* START SOURCE PASSAGE *

Bande à part
- Canada;
- Broadcast area: Worldwide on the Internet Canada & Contiguous United States on Sirius Satellite Radio
- Frequency: Sirius 87

Programming
- Language: French
- Format: indie music

Ownership
- Owner: Canadian Broadcasting Corporation

History
- First air date: 2000 on the Internet 1 December 2005 on Sirius
- Last air date: May 2013

Links
- Website: bandeapart.fm

= Bande à part (radio station) =

Canadian radio show and satellite radio station

Bande à part was the name of a website, a radio show on Radio-Canada and Sirius Satellite Radio station in Canada, active from 1996 to 2013, that were devoted primarily to French Canadian arts and music.

Operated by the Société Radio-Canada (SRC), Bande à part was the French counterpart to CBC Radio 3. Bande à part also broadcast on Sirius Satellite Radio channel 87. Some of its content also aired as a late-night program on Espace musique, and the service produced a weekly podcast and several Internet radio streams, each devoted to a particular genre of music.

The service was discontinued in May 2013, with its content and staff integrated into espace.mu, Radio-Canada's online music streaming service. Its space on Sirius XM was taken over by Sonica, an adult album alternative stream produced by CBC Music. At the same time, two new channels, Influence Franco and Attitude Franco, launched to broadcast artists who had been part of Bande à part's playlist. Several past staffers of the station went on to create parlabande.fm, an unaffiliated music blog which seeks to serve as a promotional venue for independent music in Quebec.

* END SOURCE PASSAGE *
* START INFORMATION PROVIDED *

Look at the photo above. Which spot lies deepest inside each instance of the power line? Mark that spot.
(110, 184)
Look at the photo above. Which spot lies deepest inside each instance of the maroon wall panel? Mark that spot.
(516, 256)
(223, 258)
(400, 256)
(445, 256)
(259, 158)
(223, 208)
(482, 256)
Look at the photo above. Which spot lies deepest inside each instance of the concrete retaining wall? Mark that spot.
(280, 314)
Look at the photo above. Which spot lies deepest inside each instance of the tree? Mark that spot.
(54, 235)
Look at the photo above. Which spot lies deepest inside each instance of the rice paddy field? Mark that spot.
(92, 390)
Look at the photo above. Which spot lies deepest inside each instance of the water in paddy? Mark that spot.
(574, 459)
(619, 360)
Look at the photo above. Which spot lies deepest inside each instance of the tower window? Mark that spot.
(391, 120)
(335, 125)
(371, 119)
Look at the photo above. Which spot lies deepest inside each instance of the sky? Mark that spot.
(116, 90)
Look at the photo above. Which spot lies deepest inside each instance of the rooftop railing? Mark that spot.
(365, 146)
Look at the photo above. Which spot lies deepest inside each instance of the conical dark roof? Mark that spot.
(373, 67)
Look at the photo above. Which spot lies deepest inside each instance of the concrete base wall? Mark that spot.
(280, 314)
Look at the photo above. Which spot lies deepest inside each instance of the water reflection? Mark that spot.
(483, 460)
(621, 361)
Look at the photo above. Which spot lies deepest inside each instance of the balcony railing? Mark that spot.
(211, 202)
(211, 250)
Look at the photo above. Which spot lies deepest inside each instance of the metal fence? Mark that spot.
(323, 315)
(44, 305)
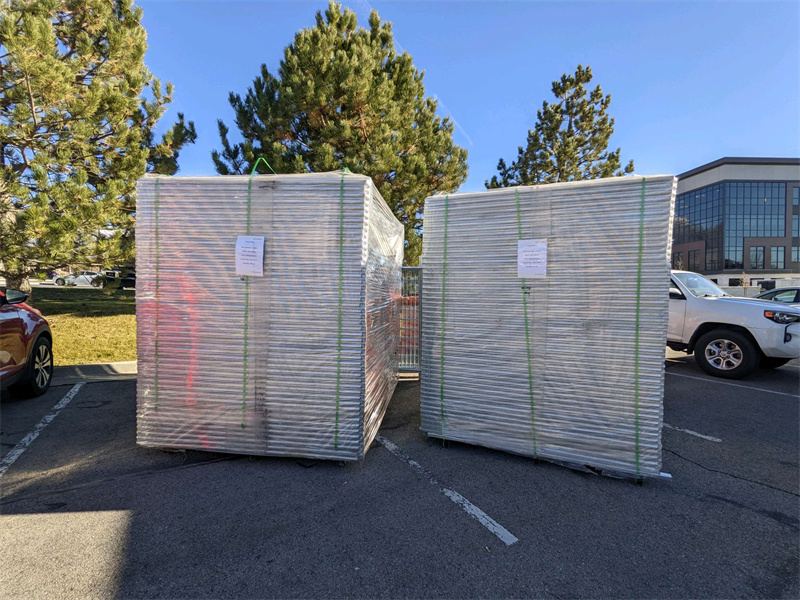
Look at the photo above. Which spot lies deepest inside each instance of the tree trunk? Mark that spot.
(21, 283)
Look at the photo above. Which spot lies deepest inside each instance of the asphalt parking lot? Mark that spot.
(87, 513)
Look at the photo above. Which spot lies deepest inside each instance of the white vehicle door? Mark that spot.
(677, 312)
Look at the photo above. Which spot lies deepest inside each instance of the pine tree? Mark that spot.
(77, 112)
(569, 141)
(343, 97)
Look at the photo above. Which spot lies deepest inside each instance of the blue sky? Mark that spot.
(690, 81)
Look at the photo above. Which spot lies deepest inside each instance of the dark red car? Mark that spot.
(26, 346)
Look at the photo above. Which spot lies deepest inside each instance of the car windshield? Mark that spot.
(698, 285)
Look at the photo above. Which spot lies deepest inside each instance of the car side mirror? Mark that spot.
(15, 297)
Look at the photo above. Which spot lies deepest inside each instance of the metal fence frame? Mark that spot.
(410, 320)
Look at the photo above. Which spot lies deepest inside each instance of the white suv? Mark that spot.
(729, 336)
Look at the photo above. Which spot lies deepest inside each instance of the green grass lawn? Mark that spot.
(89, 325)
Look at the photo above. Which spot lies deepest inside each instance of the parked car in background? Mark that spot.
(82, 278)
(729, 336)
(114, 279)
(785, 295)
(26, 346)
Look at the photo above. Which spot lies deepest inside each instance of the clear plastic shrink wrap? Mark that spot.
(301, 361)
(567, 363)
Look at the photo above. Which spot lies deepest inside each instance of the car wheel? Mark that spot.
(726, 353)
(40, 370)
(768, 362)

* END INFORMATION PROVIDED *

**STATED GOAL 1**
Decide whether each statement agrees with the Bande à part page. Answer yes or no, and quote the deciding words from the page: (a) Bande à part broadcast on Sirius Satellite Radio channel 87. (b) Sonica was produced by Radio-Canada. (c) parlabande.fm was affiliated with the station.
**STATED GOAL 2**
Rewrite the records from the line with "wrap? Mark that spot." through the end of the records, replacing "car wheel" with "vehicle wheel" and leaving everything else unchanged.
The Bande à part page and the records are separate, unrelated material.

**COMPLETE ANSWER 1**
(a) Yes: "Bande à part also broadcast on Sirius Satellite Radio channel 87."
(b) No: "Sonica, an adult album alternative stream produced by CBC Music."
(c) No: "an unaffiliated music blog"

**COMPLETE ANSWER 2**
Look at the photo above. Which spot lies deepest inside each instance of the clear plastic shrink wrap? Mark that spot.
(301, 361)
(567, 363)
Look at the photo above. Which spot lies deepest inside each instance of the vehicle wheel? Mark that spot.
(726, 353)
(40, 370)
(768, 362)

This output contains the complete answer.